# Your assignment
Each entry is to be retyped exactly as it appears. Leave the images out.

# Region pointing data
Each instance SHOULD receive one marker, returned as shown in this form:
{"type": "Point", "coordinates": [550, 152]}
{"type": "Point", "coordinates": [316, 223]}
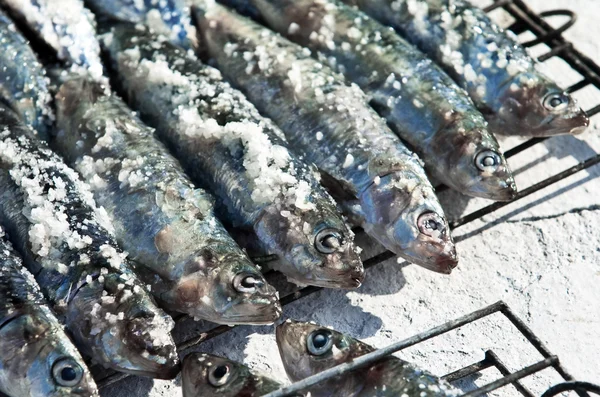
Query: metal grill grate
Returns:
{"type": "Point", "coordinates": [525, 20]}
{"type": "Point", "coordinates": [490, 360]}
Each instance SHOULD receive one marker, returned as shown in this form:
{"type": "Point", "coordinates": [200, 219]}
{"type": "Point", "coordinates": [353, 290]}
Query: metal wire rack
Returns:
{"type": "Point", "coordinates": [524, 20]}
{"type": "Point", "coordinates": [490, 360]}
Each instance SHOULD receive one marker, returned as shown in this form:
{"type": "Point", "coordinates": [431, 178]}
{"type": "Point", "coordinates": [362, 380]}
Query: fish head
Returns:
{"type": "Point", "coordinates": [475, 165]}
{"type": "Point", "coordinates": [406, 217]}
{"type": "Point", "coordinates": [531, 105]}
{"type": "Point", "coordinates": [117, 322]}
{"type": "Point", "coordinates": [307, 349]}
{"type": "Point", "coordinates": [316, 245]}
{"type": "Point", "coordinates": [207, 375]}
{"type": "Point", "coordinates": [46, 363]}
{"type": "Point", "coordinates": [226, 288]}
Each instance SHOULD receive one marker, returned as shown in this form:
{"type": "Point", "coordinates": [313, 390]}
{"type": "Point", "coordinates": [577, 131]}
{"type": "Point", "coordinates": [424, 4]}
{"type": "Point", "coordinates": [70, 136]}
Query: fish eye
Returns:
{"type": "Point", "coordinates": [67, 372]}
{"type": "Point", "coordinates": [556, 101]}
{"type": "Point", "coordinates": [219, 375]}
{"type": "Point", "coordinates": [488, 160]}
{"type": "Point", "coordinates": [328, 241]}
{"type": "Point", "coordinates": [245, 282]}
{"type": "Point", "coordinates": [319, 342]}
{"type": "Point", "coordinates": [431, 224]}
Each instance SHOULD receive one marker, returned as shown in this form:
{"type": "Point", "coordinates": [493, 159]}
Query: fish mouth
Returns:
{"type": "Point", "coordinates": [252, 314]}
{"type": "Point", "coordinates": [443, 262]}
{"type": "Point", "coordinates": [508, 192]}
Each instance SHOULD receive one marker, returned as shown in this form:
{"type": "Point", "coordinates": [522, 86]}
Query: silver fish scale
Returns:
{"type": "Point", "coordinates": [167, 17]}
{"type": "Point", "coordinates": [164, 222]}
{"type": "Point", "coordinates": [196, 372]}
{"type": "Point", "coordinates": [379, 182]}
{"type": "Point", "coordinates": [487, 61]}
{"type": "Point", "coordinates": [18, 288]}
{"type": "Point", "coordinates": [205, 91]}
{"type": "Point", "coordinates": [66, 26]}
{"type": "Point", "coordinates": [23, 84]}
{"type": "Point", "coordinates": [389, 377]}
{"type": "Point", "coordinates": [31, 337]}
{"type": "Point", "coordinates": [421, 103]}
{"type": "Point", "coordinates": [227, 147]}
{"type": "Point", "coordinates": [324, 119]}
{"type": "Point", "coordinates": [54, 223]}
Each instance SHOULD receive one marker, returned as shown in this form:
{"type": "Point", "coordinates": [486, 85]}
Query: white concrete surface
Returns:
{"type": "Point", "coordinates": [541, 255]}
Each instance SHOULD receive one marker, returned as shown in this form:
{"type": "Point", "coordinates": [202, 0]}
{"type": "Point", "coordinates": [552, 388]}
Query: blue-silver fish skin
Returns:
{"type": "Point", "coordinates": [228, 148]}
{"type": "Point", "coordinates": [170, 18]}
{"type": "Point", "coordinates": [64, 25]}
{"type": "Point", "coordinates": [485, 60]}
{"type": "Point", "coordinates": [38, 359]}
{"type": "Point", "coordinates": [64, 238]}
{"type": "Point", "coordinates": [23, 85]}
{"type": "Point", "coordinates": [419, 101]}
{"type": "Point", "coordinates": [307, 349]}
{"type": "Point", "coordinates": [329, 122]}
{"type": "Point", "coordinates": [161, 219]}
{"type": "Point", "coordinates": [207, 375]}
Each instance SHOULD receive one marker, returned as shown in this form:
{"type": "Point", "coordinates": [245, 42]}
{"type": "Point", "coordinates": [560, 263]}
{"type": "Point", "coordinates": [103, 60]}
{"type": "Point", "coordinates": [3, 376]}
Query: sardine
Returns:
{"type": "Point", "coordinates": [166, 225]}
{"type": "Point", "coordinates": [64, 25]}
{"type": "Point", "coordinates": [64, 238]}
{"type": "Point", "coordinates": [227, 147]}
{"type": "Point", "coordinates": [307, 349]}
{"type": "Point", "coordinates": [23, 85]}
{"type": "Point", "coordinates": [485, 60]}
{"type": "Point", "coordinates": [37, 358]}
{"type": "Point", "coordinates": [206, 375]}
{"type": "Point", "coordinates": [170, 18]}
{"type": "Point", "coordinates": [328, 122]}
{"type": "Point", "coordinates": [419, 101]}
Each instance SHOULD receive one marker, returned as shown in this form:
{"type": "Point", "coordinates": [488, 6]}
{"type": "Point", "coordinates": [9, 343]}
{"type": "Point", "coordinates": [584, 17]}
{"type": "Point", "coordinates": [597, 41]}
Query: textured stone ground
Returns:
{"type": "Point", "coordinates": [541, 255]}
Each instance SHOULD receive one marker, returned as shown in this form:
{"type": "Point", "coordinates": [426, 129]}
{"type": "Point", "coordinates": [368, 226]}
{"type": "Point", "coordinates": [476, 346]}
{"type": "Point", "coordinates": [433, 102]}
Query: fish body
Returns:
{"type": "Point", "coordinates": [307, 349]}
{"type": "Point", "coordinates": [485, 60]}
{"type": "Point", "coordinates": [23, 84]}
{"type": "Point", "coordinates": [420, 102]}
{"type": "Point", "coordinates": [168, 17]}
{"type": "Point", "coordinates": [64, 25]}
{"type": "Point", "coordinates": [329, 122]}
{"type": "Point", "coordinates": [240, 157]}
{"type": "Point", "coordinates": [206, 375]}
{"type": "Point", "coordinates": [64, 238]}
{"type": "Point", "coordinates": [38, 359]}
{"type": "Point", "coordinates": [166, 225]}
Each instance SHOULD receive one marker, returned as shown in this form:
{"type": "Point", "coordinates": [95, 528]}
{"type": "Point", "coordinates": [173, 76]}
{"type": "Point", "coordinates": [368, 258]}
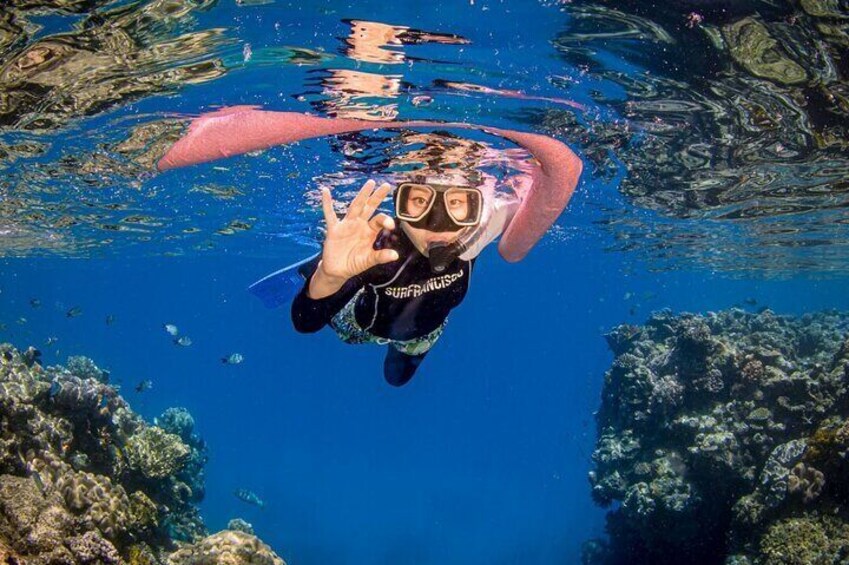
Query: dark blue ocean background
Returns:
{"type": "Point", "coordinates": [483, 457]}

# Exercise result
Each instance SHOULD receive one marker, returned as shown in this form:
{"type": "Point", "coordinates": [550, 152]}
{"type": "Point", "coordinates": [316, 223]}
Query: metal grill grate
Returns:
{"type": "Point", "coordinates": [525, 20]}
{"type": "Point", "coordinates": [490, 360]}
Each instance SHOULD receive one marker, returned as shown in this form:
{"type": "Point", "coordinates": [200, 219]}
{"type": "Point", "coordinates": [353, 290]}
Query: metal wire rack
Returns:
{"type": "Point", "coordinates": [524, 20]}
{"type": "Point", "coordinates": [490, 360]}
Each instance SHOULD receive one marker, returned as shown in this form:
{"type": "Point", "coordinates": [431, 178]}
{"type": "Point", "coordinates": [362, 380]}
Query: fish head
Returns:
{"type": "Point", "coordinates": [475, 165]}
{"type": "Point", "coordinates": [406, 217]}
{"type": "Point", "coordinates": [531, 105]}
{"type": "Point", "coordinates": [117, 322]}
{"type": "Point", "coordinates": [307, 349]}
{"type": "Point", "coordinates": [316, 245]}
{"type": "Point", "coordinates": [207, 375]}
{"type": "Point", "coordinates": [46, 363]}
{"type": "Point", "coordinates": [226, 288]}
Each instance SHOULD receive one marker, returned as shown in this form:
{"type": "Point", "coordinates": [313, 390]}
{"type": "Point", "coordinates": [577, 131]}
{"type": "Point", "coordinates": [424, 4]}
{"type": "Point", "coordinates": [70, 136]}
Query: fish eye
Returns:
{"type": "Point", "coordinates": [67, 372]}
{"type": "Point", "coordinates": [556, 101]}
{"type": "Point", "coordinates": [219, 375]}
{"type": "Point", "coordinates": [488, 160]}
{"type": "Point", "coordinates": [328, 241]}
{"type": "Point", "coordinates": [245, 282]}
{"type": "Point", "coordinates": [319, 342]}
{"type": "Point", "coordinates": [431, 224]}
Each instance SHOULD receive one marker, returned as shown in this form:
{"type": "Point", "coordinates": [493, 159]}
Query: fish mouth
Returns:
{"type": "Point", "coordinates": [252, 314]}
{"type": "Point", "coordinates": [443, 262]}
{"type": "Point", "coordinates": [508, 192]}
Each instance SHOULD receive one marker, returned as shown in this form:
{"type": "Point", "coordinates": [522, 86]}
Query: silver fish scale
Returns:
{"type": "Point", "coordinates": [167, 17]}
{"type": "Point", "coordinates": [164, 222]}
{"type": "Point", "coordinates": [196, 372]}
{"type": "Point", "coordinates": [379, 182]}
{"type": "Point", "coordinates": [487, 61]}
{"type": "Point", "coordinates": [18, 288]}
{"type": "Point", "coordinates": [205, 91]}
{"type": "Point", "coordinates": [66, 26]}
{"type": "Point", "coordinates": [23, 84]}
{"type": "Point", "coordinates": [389, 377]}
{"type": "Point", "coordinates": [31, 337]}
{"type": "Point", "coordinates": [421, 103]}
{"type": "Point", "coordinates": [227, 147]}
{"type": "Point", "coordinates": [324, 119]}
{"type": "Point", "coordinates": [54, 223]}
Each instance SHOULD receive one marker, returned as shown in this form:
{"type": "Point", "coordinates": [486, 85]}
Query: white concrete surface
Returns:
{"type": "Point", "coordinates": [541, 255]}
Each instance SHOULD receive one marker, returned as shown in this form:
{"type": "Point", "coordinates": [202, 0]}
{"type": "Point", "coordinates": [552, 388]}
Query: blue-silver fish skin
Returns:
{"type": "Point", "coordinates": [228, 148]}
{"type": "Point", "coordinates": [170, 18]}
{"type": "Point", "coordinates": [64, 25]}
{"type": "Point", "coordinates": [485, 60]}
{"type": "Point", "coordinates": [38, 359]}
{"type": "Point", "coordinates": [64, 238]}
{"type": "Point", "coordinates": [23, 85]}
{"type": "Point", "coordinates": [419, 101]}
{"type": "Point", "coordinates": [307, 349]}
{"type": "Point", "coordinates": [329, 122]}
{"type": "Point", "coordinates": [161, 219]}
{"type": "Point", "coordinates": [207, 375]}
Each instance SHOULD receive one marker, returned as shown in this form:
{"type": "Point", "coordinates": [245, 42]}
{"type": "Point", "coordinates": [560, 263]}
{"type": "Point", "coordinates": [103, 60]}
{"type": "Point", "coordinates": [3, 376]}
Query: sardine
Returns:
{"type": "Point", "coordinates": [166, 225]}
{"type": "Point", "coordinates": [64, 25]}
{"type": "Point", "coordinates": [64, 238]}
{"type": "Point", "coordinates": [227, 147]}
{"type": "Point", "coordinates": [307, 349]}
{"type": "Point", "coordinates": [23, 85]}
{"type": "Point", "coordinates": [485, 60]}
{"type": "Point", "coordinates": [37, 358]}
{"type": "Point", "coordinates": [206, 375]}
{"type": "Point", "coordinates": [170, 18]}
{"type": "Point", "coordinates": [328, 122]}
{"type": "Point", "coordinates": [419, 101]}
Each instance SHOULD receive one marker, returned as shown in this form:
{"type": "Point", "coordinates": [488, 6]}
{"type": "Point", "coordinates": [9, 343]}
{"type": "Point", "coordinates": [584, 17]}
{"type": "Point", "coordinates": [597, 41]}
Query: textured stone ground
Returns:
{"type": "Point", "coordinates": [541, 255]}
Each instance SHOULD receive one marker, returned as shown in this form:
{"type": "Point", "coordinates": [426, 129]}
{"type": "Point", "coordinates": [368, 226]}
{"type": "Point", "coordinates": [476, 346]}
{"type": "Point", "coordinates": [433, 102]}
Query: fish body
Returns:
{"type": "Point", "coordinates": [307, 349]}
{"type": "Point", "coordinates": [485, 60]}
{"type": "Point", "coordinates": [23, 84]}
{"type": "Point", "coordinates": [420, 102]}
{"type": "Point", "coordinates": [168, 17]}
{"type": "Point", "coordinates": [64, 25]}
{"type": "Point", "coordinates": [329, 122]}
{"type": "Point", "coordinates": [240, 157]}
{"type": "Point", "coordinates": [206, 375]}
{"type": "Point", "coordinates": [64, 238]}
{"type": "Point", "coordinates": [38, 359]}
{"type": "Point", "coordinates": [166, 225]}
Each instance SHOULD receive one marker, returned as shown in this form:
{"type": "Point", "coordinates": [95, 528]}
{"type": "Point", "coordinates": [173, 76]}
{"type": "Point", "coordinates": [368, 258]}
Query: dark blue ocean background
Returns:
{"type": "Point", "coordinates": [483, 457]}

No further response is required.